╭─ Provided material

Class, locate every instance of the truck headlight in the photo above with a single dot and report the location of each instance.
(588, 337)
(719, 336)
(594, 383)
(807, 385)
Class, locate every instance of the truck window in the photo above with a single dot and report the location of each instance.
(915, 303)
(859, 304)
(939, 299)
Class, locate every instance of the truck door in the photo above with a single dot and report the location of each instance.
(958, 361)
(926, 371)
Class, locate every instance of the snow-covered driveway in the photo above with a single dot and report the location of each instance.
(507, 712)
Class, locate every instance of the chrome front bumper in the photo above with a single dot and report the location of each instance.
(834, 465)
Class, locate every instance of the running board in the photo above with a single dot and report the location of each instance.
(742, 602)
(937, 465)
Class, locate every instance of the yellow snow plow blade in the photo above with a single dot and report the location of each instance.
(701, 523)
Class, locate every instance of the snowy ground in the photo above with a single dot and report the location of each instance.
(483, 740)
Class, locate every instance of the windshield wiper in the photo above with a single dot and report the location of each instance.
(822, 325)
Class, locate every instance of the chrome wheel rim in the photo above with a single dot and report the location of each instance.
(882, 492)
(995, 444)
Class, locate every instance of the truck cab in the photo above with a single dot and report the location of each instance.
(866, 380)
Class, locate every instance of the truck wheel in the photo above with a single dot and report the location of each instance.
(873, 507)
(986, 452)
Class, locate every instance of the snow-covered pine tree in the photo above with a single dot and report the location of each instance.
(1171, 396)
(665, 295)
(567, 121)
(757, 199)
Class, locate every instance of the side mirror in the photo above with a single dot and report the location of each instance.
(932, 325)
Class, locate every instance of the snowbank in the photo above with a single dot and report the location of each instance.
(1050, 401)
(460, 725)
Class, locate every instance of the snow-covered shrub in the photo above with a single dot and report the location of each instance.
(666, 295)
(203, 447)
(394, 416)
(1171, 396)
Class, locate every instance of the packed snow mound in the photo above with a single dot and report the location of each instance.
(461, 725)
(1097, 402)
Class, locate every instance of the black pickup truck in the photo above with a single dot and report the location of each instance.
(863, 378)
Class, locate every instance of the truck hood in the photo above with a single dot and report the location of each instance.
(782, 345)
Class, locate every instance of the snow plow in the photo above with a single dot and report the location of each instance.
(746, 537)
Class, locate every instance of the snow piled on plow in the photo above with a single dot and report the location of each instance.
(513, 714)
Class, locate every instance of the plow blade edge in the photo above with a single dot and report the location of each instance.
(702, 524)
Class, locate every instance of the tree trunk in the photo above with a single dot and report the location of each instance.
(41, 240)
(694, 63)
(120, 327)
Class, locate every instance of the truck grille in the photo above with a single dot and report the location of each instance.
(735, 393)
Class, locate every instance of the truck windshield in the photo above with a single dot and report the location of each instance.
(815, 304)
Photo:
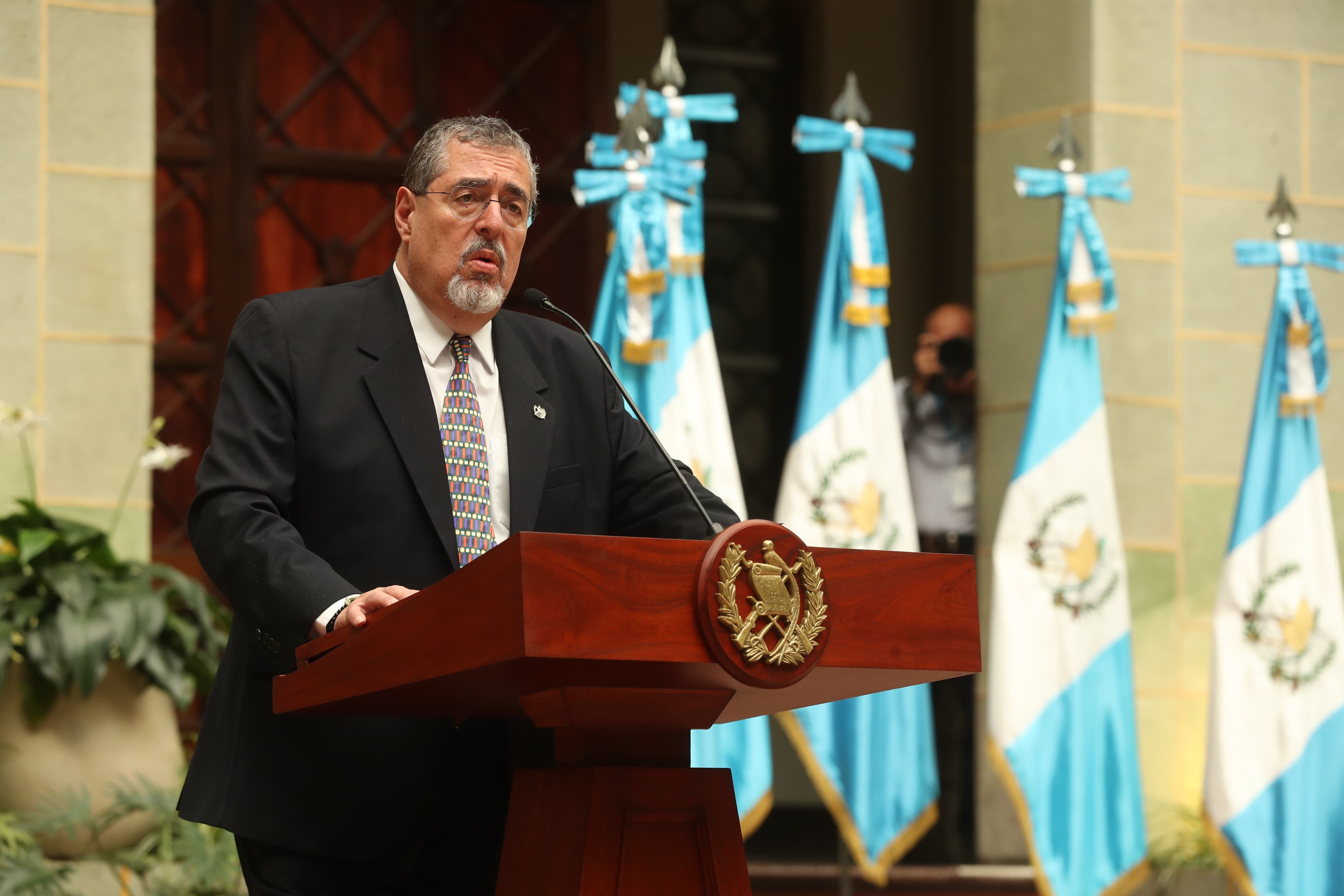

╰─

#### Work instructions
All that is needed is the data above, repeated exactly, without the pictures.

#### Response to the exercise
Class, locate every instance of the truck headlight in the photo above with a single dot and report the location of each instance.
(588, 337)
(719, 336)
(594, 383)
(807, 385)
Class, locate every instance of the truck window in the photo above with a single dot and report the location of each instance.
(915, 303)
(859, 304)
(939, 299)
Class, locate every instance of the truck door in the photo above with a single dot and report the location of each instance.
(958, 361)
(926, 371)
Class, locate every instance of the snow-covered driveway in the photo above with a single dot and report the location of each instance.
(507, 712)
Class, locate every instance of the chrome front bumper in the photo above with a single dot and report the location of each instance.
(834, 465)
Class, locate every instance of the running board in the photo above with a single dot and report the location of each instance.
(742, 602)
(937, 465)
Class, locate every instance of the yellow snow plow blade in the photo above with a single dot and report the location of each instance.
(701, 523)
Class, locate every instance of the snowy ground in the photo above with a single dot and report the location of each instance.
(483, 740)
Class, locate every instance of the windshield wiper in the photo above with a single dot and report the location of each instance.
(822, 325)
Class, locate every instance of the chrome wheel rim in the photo above with a single dot and report the location of each instance.
(882, 492)
(995, 444)
Class, locate every instance of the truck cab in the photo above with a single dot and report the location of each instance.
(866, 380)
Class, locate every instance of the truck wheel in the photo above with a single dot and report the location of each instance.
(873, 507)
(986, 452)
Class, locate every instance of the snow-covered pine tree in the photo above with a single dot and report the location of each instance.
(1171, 396)
(665, 295)
(567, 121)
(757, 199)
Class, locate every instance of the side mirror in the photo above with a single dot and report the location of each instance.
(932, 325)
Class, locate every instance of the snowbank in the photo above with a single dot and report the location of each instance.
(1050, 401)
(460, 725)
Class, locate every instance of the snow-covered shrub in the photo above with a single dot and report the location of each instance.
(666, 295)
(203, 447)
(394, 416)
(1171, 396)
Class, locate every instance of the packed snow mound in the photo above with a single dot and report the location of each instance.
(461, 725)
(1097, 402)
Class, locate every instance of the black pickup truck in the photo above with a single dot and report the location of each instance.
(863, 378)
Class, locate every instance of the truck hood in the photo above with a single dot and report the location of each instance.
(782, 345)
Class, locate every instance of the snow plow in the photo above with a single dot and report the location of each instance.
(746, 537)
Class, locate every instance of the snow piled on plow in the photo above with a single dot and report the location of each instance.
(513, 714)
Class, locate every instance of the plow blade edge in the photo above with a single dot and report the location of each instance.
(702, 524)
Class, locate every instance of the tree trunk in the photo above with a single dot and report the location of each instance.
(41, 240)
(694, 63)
(120, 327)
Class, locate every instance of the truck grille in the photo above with a single dot and report the location of each instance.
(735, 393)
Class, locate every instance of the truck windshield in the photo above with a single dot and report the location of each instance.
(815, 304)
Photo:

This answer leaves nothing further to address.